— BEGIN Source text —

Posted on 06/17/2014 4:24:37 PM PDT by Laissez-faire capitalist
The names, ages, and causes of death of all 796 children who died at St. Mary's Home ... in Tuam, Co. Galway from 1925 to 1960 have been published in full, below.
The list is long, and reading it is a horrifying heartbreaking experience - though nowhere near as horrifying as the short lives of the children who died, or as heartbreaking as the sheer number of lost little lives.
When she began her research, Catherine Corless ... the local historian who set out to uncover the truth about the bones buried at the site of the former Mother and Baby Home, had no idea the number of deaths would be that high.
As she told Irish Central's Cahir O'Doherty ... she was simply looking for records - something neither the Order of the Bon Secours nuns, who ran the home, nor the Western Health Board, were able to help her with.
"Eventually I had the idea to contact the registry office in Galway. I remembered a law was enacted in 1932 to register every death in the country.

— END Source text —
— BEGIN Provided material —

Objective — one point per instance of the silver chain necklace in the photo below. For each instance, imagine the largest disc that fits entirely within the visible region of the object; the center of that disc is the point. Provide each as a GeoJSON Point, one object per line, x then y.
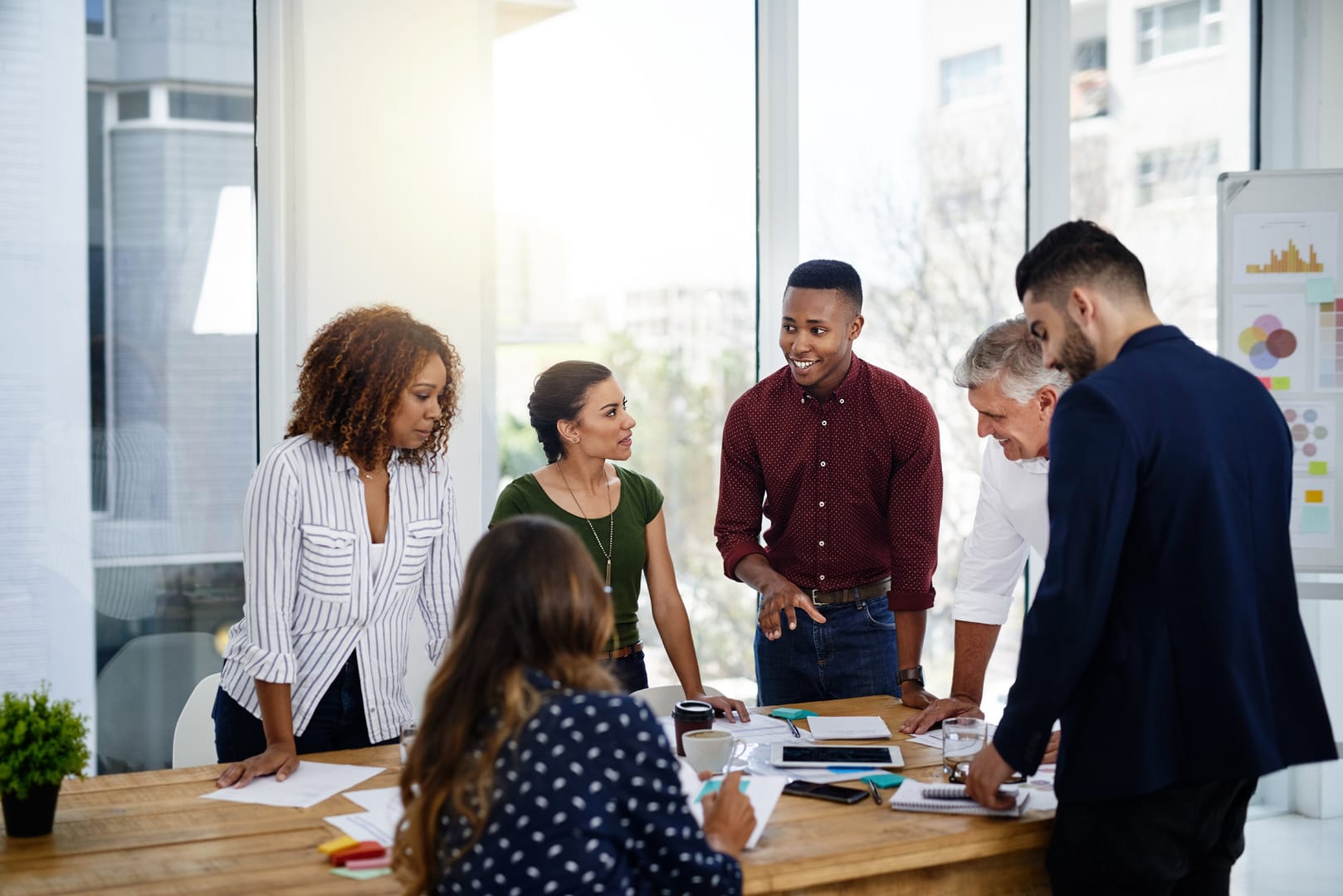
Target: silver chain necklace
{"type": "Point", "coordinates": [610, 535]}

— END Provided material —

• [Exercise instructions]
1. In the text about St. Mary's Home in Tuam, who ran the home?
2. Carry on the text about St. Mary's Home in Tuam from the point where it stops.

• [Expected responses]
1. The Order of the Bon Secours nuns ran the home.

2.
...
(Excerpt) Read more at irishcentral.com ...
Without the Roman Catholic Church there would no Bible for you to read. Why not give credit where credit is due. Or does the hatred run so deep you can’t acknowledge historical fact that a 5th grader can look up.
You know, today’s sermon was about the Good Samaritan. What is it that defines the Christian’s obligations to one’s neighbor? It is compassion, of course. In these debates we see a great deal of passion, but that is not COMpassion, a feeling WITH someone else. Jesus had compassion, even on those who did not fully understand His work and mission.
What troubles me is here, after all this open debate, you still resort to accusations of hatred, when you absolutely must know it is compassion that drives us to share the true Gospel with you. We want everyone to know the joy of liberty in Christ, redemption, forgiveness, peace, and joy of the Holy Spirit. How can you equate that to hatred? I do not understand it. Even if you thought we were wrong (which you obviously do), wouldn’t you still be obligated to “love your enemy?” And wouldn’t that love demand fair treatment, making it wrong to falsely accuse us of hatred, when it is really love that drives us?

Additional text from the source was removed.